=== BRANO PROPOSTO ===

L'edificazione della basilica è strettamente legata alla vicenda di san Nicola le cui ossa furono trafugate da sessantadue marinai baresi dalla città di Mira (in Licia) e giunsero a Bari il 9 maggio 1087.
Le reliquie vennero traslate provvisoriamente presso il monastero di san Benedetto retto dall'abate Elia il quale promosse subito l'edificazione di una nuova grande chiesa per ospitarle adeguatamente. Fu scelta l'area che sino a pochi anni prima aveva ospitato il palazzo del catapano (governatore) bizantino, distrutto durante la ribellione per le libertà comunali e che Roberto il Guiscardo aveva donato l'anno prima all'arcivescovo Ursone.
Il 1º ottobre 1089 le reliquie furono trasferite nella cripta della basilica da papa Urbano II giunto appositamente a Bari.
La costruzione, frutto di almeno tre fasi successive, si concluse nel 1197. Fino al Concordato del 1929 era considerata come chiesa palatina ossia di patronato reale ed esente dalla giurisdizione dei vescovi locali.

=== DATI DELL'ESERCIZIO ===

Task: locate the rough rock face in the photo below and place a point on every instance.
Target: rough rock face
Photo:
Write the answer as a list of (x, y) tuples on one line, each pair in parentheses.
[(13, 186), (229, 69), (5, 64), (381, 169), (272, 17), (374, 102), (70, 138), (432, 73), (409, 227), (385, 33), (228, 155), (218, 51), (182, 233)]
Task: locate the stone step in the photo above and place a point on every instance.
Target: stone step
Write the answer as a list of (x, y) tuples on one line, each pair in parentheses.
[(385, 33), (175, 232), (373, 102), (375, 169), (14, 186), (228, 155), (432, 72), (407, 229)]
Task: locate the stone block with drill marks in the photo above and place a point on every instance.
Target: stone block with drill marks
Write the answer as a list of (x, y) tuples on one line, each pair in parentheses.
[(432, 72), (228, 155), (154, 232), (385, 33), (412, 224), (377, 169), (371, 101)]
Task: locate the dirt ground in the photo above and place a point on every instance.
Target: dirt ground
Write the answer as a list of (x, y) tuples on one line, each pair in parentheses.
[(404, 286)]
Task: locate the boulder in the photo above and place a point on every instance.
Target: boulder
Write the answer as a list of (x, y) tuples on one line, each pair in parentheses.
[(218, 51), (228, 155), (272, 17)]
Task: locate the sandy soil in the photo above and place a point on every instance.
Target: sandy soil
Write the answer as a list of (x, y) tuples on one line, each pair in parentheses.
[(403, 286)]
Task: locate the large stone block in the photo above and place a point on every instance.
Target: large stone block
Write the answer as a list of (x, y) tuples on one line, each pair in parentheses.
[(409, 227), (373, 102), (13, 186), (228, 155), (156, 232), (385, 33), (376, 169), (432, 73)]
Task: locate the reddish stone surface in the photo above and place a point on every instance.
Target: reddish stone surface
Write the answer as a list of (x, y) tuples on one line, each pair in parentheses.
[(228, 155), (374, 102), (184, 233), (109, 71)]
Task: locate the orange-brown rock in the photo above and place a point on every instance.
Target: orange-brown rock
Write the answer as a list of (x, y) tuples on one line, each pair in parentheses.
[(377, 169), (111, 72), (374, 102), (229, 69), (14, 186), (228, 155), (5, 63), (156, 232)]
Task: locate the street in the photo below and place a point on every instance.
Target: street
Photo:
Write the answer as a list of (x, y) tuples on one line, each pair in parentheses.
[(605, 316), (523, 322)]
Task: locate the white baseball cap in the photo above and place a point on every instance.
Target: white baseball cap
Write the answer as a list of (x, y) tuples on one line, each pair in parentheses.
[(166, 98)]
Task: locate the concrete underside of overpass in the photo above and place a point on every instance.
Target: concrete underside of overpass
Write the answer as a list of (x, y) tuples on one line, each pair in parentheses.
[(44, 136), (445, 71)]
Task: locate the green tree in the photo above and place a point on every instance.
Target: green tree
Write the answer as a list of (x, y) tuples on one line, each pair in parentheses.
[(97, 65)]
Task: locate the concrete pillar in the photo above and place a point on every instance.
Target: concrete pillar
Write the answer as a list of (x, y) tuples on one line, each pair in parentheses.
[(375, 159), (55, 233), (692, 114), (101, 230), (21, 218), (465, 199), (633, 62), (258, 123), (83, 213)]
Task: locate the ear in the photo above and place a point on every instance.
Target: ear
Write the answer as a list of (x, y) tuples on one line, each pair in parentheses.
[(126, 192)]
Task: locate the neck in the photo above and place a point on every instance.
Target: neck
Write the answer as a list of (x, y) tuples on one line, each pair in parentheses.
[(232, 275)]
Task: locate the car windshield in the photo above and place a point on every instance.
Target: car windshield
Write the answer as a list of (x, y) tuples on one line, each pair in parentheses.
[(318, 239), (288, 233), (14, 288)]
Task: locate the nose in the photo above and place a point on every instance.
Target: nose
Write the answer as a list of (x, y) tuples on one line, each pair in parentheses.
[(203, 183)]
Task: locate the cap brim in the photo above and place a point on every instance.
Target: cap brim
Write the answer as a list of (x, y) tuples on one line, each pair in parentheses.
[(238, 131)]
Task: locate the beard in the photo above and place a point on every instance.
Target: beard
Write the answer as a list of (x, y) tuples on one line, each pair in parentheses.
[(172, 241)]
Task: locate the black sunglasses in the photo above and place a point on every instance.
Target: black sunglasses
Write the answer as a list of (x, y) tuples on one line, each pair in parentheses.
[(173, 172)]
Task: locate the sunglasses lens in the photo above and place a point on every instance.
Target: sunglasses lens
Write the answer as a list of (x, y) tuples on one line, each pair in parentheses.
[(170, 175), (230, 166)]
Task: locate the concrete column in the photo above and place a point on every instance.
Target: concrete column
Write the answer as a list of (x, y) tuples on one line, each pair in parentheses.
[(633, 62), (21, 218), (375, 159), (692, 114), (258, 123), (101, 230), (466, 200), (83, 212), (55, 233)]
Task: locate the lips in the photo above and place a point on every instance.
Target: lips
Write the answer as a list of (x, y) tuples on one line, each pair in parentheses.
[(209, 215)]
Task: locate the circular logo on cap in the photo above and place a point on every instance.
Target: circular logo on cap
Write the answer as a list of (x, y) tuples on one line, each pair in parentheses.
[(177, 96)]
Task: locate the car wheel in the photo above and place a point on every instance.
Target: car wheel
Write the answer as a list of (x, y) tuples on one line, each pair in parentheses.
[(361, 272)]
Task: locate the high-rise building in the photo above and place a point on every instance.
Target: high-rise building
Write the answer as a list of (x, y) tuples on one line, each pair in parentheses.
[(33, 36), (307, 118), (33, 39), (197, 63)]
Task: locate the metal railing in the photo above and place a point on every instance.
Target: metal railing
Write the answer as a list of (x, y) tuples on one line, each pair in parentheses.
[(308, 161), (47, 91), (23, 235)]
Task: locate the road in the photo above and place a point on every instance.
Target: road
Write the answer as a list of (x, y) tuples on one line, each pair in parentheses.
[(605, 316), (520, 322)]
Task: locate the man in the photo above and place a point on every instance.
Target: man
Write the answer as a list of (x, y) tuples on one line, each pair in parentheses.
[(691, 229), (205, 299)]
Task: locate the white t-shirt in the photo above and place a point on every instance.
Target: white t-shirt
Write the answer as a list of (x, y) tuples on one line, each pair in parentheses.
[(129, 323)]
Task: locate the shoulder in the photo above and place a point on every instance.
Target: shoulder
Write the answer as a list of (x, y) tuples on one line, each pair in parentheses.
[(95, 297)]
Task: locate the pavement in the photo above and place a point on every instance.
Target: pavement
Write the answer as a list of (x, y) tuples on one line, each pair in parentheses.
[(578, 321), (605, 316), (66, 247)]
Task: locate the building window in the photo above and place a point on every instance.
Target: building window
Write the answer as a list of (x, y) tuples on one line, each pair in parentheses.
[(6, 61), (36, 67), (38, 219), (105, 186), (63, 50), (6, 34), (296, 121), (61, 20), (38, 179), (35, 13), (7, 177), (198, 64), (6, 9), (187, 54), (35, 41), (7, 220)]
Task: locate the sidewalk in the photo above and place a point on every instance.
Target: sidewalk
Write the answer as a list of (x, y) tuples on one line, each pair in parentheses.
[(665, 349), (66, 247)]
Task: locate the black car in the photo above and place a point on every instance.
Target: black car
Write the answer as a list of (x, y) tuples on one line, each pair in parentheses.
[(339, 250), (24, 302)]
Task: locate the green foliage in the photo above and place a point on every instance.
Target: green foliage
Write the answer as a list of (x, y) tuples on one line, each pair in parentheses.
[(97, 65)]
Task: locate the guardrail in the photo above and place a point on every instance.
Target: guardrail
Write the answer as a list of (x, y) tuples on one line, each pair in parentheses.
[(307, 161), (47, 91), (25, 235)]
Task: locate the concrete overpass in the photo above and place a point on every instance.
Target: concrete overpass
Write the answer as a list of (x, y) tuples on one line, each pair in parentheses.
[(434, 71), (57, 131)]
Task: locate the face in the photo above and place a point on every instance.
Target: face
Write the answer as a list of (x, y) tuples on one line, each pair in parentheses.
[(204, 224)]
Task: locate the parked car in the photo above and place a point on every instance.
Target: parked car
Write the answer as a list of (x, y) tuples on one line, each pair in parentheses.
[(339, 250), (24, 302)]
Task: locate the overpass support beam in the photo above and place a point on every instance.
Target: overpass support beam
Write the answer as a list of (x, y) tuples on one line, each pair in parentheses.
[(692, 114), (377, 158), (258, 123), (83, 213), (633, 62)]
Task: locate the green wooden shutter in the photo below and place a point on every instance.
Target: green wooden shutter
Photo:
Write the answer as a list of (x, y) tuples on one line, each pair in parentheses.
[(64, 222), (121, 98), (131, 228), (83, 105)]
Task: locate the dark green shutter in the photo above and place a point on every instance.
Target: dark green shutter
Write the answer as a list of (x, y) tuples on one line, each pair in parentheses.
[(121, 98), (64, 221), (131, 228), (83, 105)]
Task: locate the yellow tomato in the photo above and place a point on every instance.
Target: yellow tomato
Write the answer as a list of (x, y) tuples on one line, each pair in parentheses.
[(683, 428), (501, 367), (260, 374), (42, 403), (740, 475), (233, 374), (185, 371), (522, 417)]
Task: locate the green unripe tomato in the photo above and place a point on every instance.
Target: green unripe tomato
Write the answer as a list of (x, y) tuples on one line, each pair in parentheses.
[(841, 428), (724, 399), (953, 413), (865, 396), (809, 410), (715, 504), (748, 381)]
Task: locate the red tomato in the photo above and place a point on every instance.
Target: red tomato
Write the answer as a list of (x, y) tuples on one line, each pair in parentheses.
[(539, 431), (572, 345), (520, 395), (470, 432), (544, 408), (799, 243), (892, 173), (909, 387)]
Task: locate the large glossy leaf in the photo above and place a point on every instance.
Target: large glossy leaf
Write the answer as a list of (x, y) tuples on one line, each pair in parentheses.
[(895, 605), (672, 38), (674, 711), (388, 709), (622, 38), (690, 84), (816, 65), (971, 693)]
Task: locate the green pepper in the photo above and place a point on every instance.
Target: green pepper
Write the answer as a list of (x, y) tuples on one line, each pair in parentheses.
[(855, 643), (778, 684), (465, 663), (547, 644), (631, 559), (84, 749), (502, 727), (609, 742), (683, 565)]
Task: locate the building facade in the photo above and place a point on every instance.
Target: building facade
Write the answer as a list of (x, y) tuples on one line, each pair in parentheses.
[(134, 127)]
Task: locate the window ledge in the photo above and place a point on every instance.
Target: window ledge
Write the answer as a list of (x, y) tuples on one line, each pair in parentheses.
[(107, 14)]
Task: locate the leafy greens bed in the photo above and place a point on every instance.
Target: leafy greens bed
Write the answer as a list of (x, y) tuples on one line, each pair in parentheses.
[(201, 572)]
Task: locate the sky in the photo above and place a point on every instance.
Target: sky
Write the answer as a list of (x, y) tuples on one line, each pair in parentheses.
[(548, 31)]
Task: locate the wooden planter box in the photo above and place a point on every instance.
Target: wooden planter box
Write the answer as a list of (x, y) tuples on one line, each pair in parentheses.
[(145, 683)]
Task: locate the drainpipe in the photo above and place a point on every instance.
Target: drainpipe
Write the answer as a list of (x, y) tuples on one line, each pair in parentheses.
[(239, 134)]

===

- [COMPITI DA SVOLGERE]:
a. Nei record, sostituisci "place a point" con "put a dot" nel tratto che va dalla riga contenente "Task: locate the ear" fino alla riga contenente "[(232, 275)]", lasciando invariato tutto il resto. Riporta soltanto queste righe.
b. Prosegui il brano sulla basilica che custodisce a Bari le reliquie di san Nicola, riprendendo subito dopo la sua ultima frase.

- [ESERCIZI RISOLTI]:
a.
Task: locate the ear in the photo above and put a dot on every instance.
Target: ear
Write the answer as a list of (x, y) tuples on one line, each pair in parentheses.
[(126, 192)]
Task: locate the neck in the photo above and put a dot on every instance.
Target: neck
Write the answer as a list of (x, y) tuples on one line, each pair in parentheses.
[(232, 275)]

b.
Nel 1951, ponendo fine all'istituzione del capitolo dei canonici sin dalla prima metà del XII secolo, la basilica è stata affidata all'ordine domenicano.
Nel 1968 poi Paolo VI ha elevato il tempio alla dignità di basilica pontificia promulgando la costituzione apostolica Basilicae Nicolaitanae.
Una struttura maestosa
La basilica, considerata uno dei prototipi delle chiese romanico-pugliesi, sorge a poca distanza dal mare. La facciata a salienti, semplice e maestosa, è tripartita da lesene, coronata da archetti e aperta in alto da bifore e in basso da tre portali, dei quali il mediano, a baldacchino su colonne, è riccamente scolpito. Due torri campanarie mozze, di diversa fattura, fiancheggiano la facciata. I fianchi si caratterizzano per le profonde arcate cieche.
All'interno, presenta uno sviluppo planimetrico a croce latina commissa. È divisa in tre navate da dodici colonne di spoglio (sei per lato di cui le prime quattro binate cioè affiancate a coppie).
Il soffitto è intagliato e dorato con riquadri dipinti risalenti al XVII secolo. Tre solenni arcate su graziose colonne dividono la navata centrale del presbiterio.
L'altare maggiore è sormontato da un ciborio del XII secolo. Nell'abside centrale degno di nota è il pavimento con tarsie marmoree e con motivi orientaleggianti dei primi decenni del XII secolo.
Nell'altare dell'abside destro è presente un trittico di Andrea Rizo da Candia del XV secolo; nella parete retrostante si notano vari resti di affreschi trecenteschi.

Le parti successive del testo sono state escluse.